_RECORDS FOR THIS EXERCISE_
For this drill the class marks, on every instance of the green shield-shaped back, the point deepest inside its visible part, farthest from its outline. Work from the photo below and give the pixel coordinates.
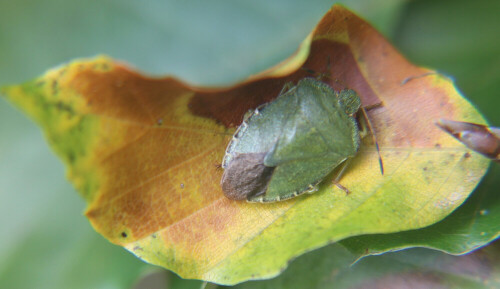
(288, 146)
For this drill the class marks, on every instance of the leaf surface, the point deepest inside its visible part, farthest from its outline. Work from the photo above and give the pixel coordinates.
(143, 153)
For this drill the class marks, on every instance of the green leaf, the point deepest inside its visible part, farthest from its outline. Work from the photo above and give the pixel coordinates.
(332, 267)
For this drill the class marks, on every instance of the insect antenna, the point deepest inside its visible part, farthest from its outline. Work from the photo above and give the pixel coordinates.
(374, 138)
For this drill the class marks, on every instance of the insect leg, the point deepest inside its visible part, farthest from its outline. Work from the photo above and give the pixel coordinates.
(336, 182)
(374, 137)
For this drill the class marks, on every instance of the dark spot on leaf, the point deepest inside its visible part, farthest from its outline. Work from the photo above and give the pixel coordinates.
(71, 156)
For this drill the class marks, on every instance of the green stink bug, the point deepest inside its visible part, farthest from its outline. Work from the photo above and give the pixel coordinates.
(288, 146)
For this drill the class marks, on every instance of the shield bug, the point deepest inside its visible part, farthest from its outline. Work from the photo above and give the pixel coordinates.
(288, 146)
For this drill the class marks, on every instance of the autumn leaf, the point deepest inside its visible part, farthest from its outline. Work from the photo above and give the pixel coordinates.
(143, 152)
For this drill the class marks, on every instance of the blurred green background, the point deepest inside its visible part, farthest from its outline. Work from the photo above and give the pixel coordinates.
(46, 242)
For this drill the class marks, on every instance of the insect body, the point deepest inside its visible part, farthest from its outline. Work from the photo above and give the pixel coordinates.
(288, 146)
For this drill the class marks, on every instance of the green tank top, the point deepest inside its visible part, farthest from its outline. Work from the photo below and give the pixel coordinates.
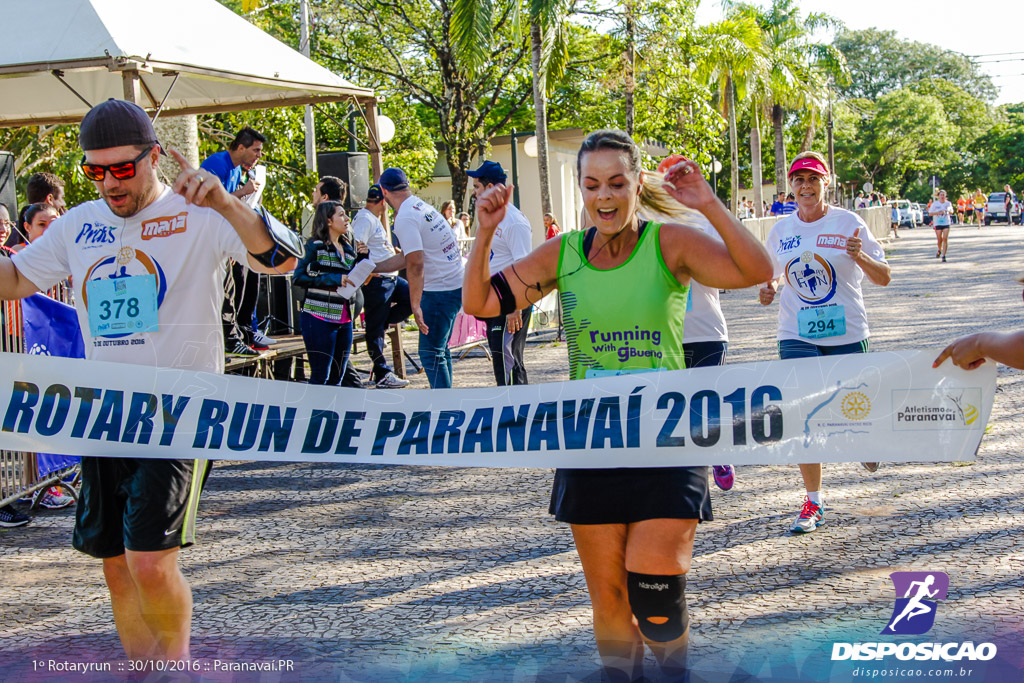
(629, 317)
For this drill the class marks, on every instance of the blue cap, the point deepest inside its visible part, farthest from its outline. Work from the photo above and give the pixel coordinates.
(393, 179)
(489, 171)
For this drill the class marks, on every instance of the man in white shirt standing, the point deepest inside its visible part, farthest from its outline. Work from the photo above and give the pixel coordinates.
(512, 241)
(940, 211)
(433, 265)
(165, 250)
(386, 295)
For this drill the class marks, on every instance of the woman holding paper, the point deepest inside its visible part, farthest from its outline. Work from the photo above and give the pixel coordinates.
(822, 254)
(633, 527)
(327, 315)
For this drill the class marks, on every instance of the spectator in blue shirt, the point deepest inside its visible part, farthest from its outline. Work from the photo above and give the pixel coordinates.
(245, 151)
(241, 286)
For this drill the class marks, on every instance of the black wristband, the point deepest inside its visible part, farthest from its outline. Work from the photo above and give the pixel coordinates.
(506, 299)
(272, 257)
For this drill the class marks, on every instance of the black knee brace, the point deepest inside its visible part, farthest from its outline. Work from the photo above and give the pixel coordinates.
(658, 602)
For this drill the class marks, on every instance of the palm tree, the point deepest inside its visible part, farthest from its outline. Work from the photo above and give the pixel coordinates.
(549, 56)
(549, 51)
(732, 59)
(800, 70)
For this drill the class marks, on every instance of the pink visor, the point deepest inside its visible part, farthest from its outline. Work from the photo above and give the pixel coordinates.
(810, 164)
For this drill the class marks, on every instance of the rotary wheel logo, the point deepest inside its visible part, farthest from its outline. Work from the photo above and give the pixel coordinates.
(126, 255)
(856, 406)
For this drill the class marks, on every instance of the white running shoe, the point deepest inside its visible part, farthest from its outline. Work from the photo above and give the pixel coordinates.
(391, 381)
(54, 500)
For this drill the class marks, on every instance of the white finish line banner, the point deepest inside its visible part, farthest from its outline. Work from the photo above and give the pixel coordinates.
(873, 407)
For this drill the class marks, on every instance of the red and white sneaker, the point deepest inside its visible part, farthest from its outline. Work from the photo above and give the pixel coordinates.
(811, 516)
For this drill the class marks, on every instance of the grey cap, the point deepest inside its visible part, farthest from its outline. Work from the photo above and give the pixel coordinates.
(116, 123)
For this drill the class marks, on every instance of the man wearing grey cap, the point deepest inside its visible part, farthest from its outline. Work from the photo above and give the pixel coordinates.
(433, 264)
(163, 250)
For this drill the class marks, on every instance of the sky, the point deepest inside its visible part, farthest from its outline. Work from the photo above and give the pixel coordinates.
(988, 27)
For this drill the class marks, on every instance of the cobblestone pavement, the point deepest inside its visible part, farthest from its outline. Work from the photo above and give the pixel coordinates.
(388, 573)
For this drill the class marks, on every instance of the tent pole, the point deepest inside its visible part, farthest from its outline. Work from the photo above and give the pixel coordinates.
(308, 118)
(376, 162)
(130, 84)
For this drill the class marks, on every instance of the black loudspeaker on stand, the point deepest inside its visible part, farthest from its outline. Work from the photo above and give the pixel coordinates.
(353, 168)
(275, 307)
(7, 195)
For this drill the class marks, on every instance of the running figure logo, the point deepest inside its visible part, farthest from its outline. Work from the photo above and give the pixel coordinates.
(913, 613)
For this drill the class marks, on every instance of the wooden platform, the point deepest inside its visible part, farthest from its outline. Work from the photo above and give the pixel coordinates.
(276, 361)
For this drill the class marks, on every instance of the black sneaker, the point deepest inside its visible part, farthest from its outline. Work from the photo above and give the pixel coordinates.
(10, 517)
(241, 350)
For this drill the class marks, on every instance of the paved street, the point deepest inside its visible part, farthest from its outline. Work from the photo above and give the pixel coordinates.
(395, 573)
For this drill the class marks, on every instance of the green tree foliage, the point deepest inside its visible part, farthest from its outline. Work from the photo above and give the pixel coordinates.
(47, 148)
(469, 76)
(673, 104)
(1000, 153)
(881, 62)
(900, 133)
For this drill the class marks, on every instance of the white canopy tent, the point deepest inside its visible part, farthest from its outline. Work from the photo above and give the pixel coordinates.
(186, 56)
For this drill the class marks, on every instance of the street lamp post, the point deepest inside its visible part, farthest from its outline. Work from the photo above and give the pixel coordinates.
(515, 162)
(716, 166)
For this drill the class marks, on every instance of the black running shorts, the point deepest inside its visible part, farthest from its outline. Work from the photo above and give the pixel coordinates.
(138, 504)
(626, 495)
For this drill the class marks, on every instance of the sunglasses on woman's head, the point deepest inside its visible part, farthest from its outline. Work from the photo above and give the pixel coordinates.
(121, 171)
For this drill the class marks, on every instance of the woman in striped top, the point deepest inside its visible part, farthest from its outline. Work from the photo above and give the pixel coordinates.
(327, 316)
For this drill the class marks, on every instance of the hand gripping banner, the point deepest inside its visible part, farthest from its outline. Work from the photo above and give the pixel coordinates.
(873, 407)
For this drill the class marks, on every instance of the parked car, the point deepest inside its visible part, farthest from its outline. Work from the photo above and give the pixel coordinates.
(906, 216)
(996, 209)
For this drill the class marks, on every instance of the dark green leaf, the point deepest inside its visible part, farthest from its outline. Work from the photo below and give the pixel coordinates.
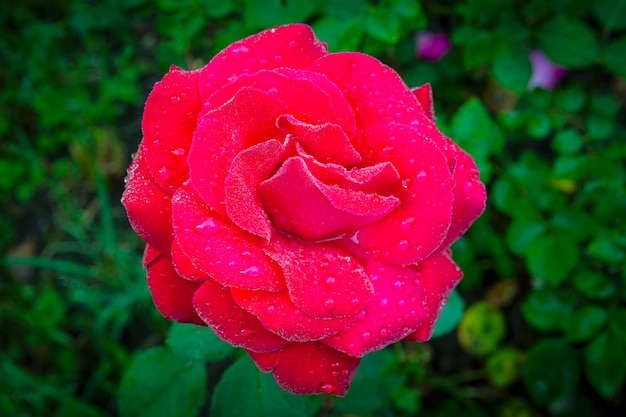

_DIRECTIONS_
Pull out every line of the entries above that contains the string "tank", matching case exactly, and copy each one in full.

_OUTPUT OF THE EXERCISE_
For this drill the class marks, on every instance of the green tank top, the point deepest inside its visible part, farthest from its outline. Work from the photo below and give the pixel coordinates.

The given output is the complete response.